*EXTRACT PROVIDED:*

Immediate Interventions

On call, you will often arrive to a patient who is clearly unwell.

At that moment, your job is not to:

❌ order scans
❌ read old notes
❌ build long differentials

Your job is:

👉 Fix anything immediately life-threatening

Because small early actions save far more lives than perfect diagnoses.

Good on-call doctors don’t ask:

“What is the diagnosis?”

They ask:

“What can I improve in the next 2 minutes?”


First mindset shift

Before investigations, always think:

Air. Oxygen. Fluids. Glucose. Antibiotics. Help.

These six things solve most emergencies.

Seriously.

Most ward deteriorations improve with just these.


The Golden Rule

If something is abnormal on A–E:

👉 Treat it immediately

Do not wait for:

  • blood results
  • scans
  • senior review
  • confirmation

Treat first.

Investigate after.



🅐 Airway – fix first, always

Airway problems kill fastest.

If you see:

  • reduced GCS
  • choking/gurgling
  • unable to talk
  • secretions

Do immediately:

  • sit patient upright
  • suction if needed
  • high-flow oxygen
  • call for help early
  • prepare airway support

Don’t:

❌ start taking history

Airway first. Always.



🅑 Breathing – oxygen early

Hypoxia is extremely common and very fixable.

If:

  • sats low
  • breathless
  • increased work of breathing

Do immediately:

  • give oxygen
  • sit upright
  • neb if wheezy
  • ABG if unwell
  • CXR later

Don’t:

❌ wait for CXR before oxygen

Oxygen is treatment, not investigation.



🅒 Circulation – access + fluids fast

Most overnight crashes are circulatory (sepsis, bleeding, dehydration).

If:

  • hypotension
  • tachycardia
  • poor perfusion
  • low urine output

Do immediately:

  • 2 IV cannulas
  • bloods + lactate
  • fluid bolus
  • stop bleeding if present

Key principle:

IV access early saves huge time later

Never delay cannulation.

*PROVIDED RECORDS:*

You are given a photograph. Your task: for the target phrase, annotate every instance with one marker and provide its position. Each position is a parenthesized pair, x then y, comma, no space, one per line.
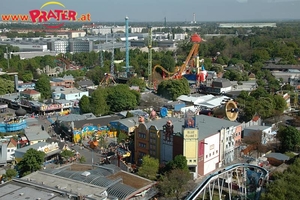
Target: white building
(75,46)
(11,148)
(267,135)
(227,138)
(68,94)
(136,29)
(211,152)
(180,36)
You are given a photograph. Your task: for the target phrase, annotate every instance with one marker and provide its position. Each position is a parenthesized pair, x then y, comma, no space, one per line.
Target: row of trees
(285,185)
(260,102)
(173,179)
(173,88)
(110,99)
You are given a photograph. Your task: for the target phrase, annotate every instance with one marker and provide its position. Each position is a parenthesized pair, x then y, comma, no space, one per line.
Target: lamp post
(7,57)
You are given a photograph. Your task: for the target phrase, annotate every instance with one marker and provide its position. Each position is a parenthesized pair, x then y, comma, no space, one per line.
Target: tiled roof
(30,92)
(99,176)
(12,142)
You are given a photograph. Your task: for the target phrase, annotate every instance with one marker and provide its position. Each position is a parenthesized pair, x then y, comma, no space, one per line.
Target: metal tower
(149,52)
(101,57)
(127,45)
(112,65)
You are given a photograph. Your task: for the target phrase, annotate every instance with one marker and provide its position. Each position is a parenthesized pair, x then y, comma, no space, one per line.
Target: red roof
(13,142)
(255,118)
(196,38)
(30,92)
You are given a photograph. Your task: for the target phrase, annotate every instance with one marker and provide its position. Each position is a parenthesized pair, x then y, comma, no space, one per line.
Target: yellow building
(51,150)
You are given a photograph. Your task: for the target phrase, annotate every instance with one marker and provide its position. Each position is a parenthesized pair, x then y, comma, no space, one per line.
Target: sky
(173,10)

*WHAT YOU WILL DO:*
(A) Which six things does the immediate interventions text say to think of before ordering investigations?
(B) Write the next part of the immediate interventions text, starting after its final sentence.
The records are separate material and are not part of the immediate interventions text.

*EXERCISE ANSWERS:*
(A) Air, oxygen, fluids, glucose, antibiotics, and help.

(B)
🅓 Disability – glucose early

Low glucose is:

  • common
  • dangerous
  • instantly reversible

Yet often forgotten.

Always check:

  • capillary glucose

If low:

  • give glucose immediately

Don’t wait for labs.

One of the easiest “wins” on call.



🅔 Exposure – look properly

You miss diagnoses if you don’t look.

Quickly check:

  • rashes
  • bleeding
  • distension
  • infection sources
  • pressure areas
  • temperature

So many answers are visible, not lab-based.



High-yield immediate treatments you should start without delay

These are safe, common, and often life-saving.

You don’t need permission to start them.


Oxygen

For hypoxia or distress
Low risk, high benefit


IV fluids

For hypotension/dehydration/sepsis
Most patients improve quickly


Antibiotics

If sepsis suspected
Earlier = better outcomes

Don’t wait for perfect diagnosis


Nebulisers

For wheeze/COPD/asthma
Quick improvement


Glucose

For hypoglycaemia
Immediate fix


Analgesia

For severe pain
Improves obs + cooperation

Pain itself causes tachycardia and stress


The “2-minute rule”

Ask yourself:

👉 “Is there anything I can fix in 2 minutes that makes this patient safer?”

Usually yes:

  • oxygen
  • fluids
  • cannula
  • glucose
  • antibiotics

Do those first.

Then think.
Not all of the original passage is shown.